__DATA UNDER STUDY__:
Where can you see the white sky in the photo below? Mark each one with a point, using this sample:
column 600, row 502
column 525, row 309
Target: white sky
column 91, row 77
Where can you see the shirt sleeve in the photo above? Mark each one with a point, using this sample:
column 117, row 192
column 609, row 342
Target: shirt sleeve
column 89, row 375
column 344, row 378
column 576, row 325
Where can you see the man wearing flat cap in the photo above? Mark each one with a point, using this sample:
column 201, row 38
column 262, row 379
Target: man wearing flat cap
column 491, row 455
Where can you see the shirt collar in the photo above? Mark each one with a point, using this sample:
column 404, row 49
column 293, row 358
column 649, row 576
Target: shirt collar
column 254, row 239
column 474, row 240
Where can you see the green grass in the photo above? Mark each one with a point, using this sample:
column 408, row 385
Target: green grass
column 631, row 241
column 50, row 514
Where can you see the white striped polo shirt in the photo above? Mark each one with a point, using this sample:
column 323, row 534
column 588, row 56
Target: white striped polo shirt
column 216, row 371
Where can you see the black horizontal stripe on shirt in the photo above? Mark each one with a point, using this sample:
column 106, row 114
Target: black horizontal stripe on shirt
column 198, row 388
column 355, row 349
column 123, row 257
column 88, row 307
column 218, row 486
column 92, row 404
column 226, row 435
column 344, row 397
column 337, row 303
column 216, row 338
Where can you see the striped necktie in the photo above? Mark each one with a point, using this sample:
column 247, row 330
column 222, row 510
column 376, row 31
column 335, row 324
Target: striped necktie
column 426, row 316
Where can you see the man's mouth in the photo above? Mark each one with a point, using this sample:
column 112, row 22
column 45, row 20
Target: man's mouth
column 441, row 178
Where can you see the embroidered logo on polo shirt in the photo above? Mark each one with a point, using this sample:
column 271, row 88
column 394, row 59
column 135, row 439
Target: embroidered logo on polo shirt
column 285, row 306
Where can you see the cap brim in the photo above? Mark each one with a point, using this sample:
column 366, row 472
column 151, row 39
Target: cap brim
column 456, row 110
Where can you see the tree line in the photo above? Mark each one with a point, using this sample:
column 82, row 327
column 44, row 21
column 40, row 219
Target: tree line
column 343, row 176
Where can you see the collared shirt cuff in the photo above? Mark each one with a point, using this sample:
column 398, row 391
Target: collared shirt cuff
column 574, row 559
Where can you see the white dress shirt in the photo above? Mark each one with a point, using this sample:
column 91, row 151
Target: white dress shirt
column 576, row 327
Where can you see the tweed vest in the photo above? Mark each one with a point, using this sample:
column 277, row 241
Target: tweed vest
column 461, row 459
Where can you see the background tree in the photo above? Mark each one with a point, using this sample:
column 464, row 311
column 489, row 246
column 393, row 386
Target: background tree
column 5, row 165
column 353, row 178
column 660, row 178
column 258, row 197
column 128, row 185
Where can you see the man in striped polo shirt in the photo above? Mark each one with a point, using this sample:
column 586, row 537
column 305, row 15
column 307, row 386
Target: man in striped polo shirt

__YOUR OBJECTIVE__:
Once more, write out all the data exactly.

__RESPONSE AREA__:
Where can you see the white sky in the photo below? Mark each one with a point, using this sample:
column 600, row 502
column 525, row 309
Target: white sky
column 91, row 77
Where can you see the shirt sleeve in the photo above? Mark each one with a point, using this sample:
column 117, row 192
column 609, row 342
Target: shirt sleeve
column 89, row 375
column 344, row 378
column 576, row 325
Where can you see the man wearing flat cap in the photo above? Mark each one with a point, using this sample:
column 201, row 38
column 262, row 379
Target: man wearing flat cap
column 491, row 455
Where can you see the shirt collar in the photo above? Mark each one with a point, using this sample:
column 404, row 49
column 293, row 358
column 649, row 576
Target: shirt collar
column 254, row 239
column 474, row 240
Where can you see the green grass in the photo above? Mark each one with a point, using this sample:
column 408, row 385
Target: green grass
column 631, row 241
column 50, row 514
Where can you see the white striped polo shirt in the photo above? Mark each one with a point, using this sample:
column 323, row 534
column 588, row 56
Target: white striped polo shirt
column 216, row 371
Where can you see the black horizontal stripe on shirt in the photo above? Mark each one with a point, using this sample:
column 106, row 114
Target: black horizontal stripe on shirt
column 198, row 388
column 355, row 349
column 123, row 257
column 88, row 307
column 218, row 486
column 92, row 404
column 226, row 435
column 344, row 397
column 337, row 303
column 216, row 338
Where can you see the striped necktie in the photo above? Mark each one with a point, using this sample:
column 247, row 330
column 222, row 510
column 376, row 31
column 335, row 324
Target: striped necktie
column 426, row 316
Where can you see the man's mouth in the photo above? Mark each one with a point, using this sample:
column 112, row 22
column 45, row 20
Target: man's mouth
column 441, row 178
Where can you see the embroidered logo on polo shirt in the photo above? Mark each one with a point, using this sample:
column 271, row 88
column 394, row 59
column 135, row 439
Target: embroidered logo on polo shirt
column 285, row 306
Where can you see the cap brim in the photo above? Mark each one with a point, using this sample:
column 366, row 472
column 151, row 39
Target: cap brim
column 456, row 110
Where can you see the tree line in the photo above? Mark each one with a point, using this sample:
column 82, row 327
column 44, row 21
column 40, row 219
Target: tree line
column 343, row 176
Where can you see the collared shirt cuff in the photo above? Mark each one with a point, using this sample:
column 398, row 391
Target: collared shirt cuff
column 574, row 559
Where can you see the white dress shirt in the photo above? Mark each one with a point, using this sample:
column 91, row 151
Target: white dress shirt
column 576, row 327
Where can you see the tweed vest in the photo above? Mark each one with a point, using this sample:
column 277, row 241
Target: tweed vest
column 461, row 459
Where can you see the background tree in the photo above? Mark each one with a point, using this sample:
column 464, row 311
column 489, row 246
column 393, row 386
Target: background tree
column 5, row 165
column 353, row 178
column 660, row 178
column 258, row 197
column 128, row 185
Where can you see the man in striped polo shirt in the photo above? Mark each one with a point, using this sample:
column 586, row 537
column 305, row 15
column 307, row 386
Target: man in striped polo shirt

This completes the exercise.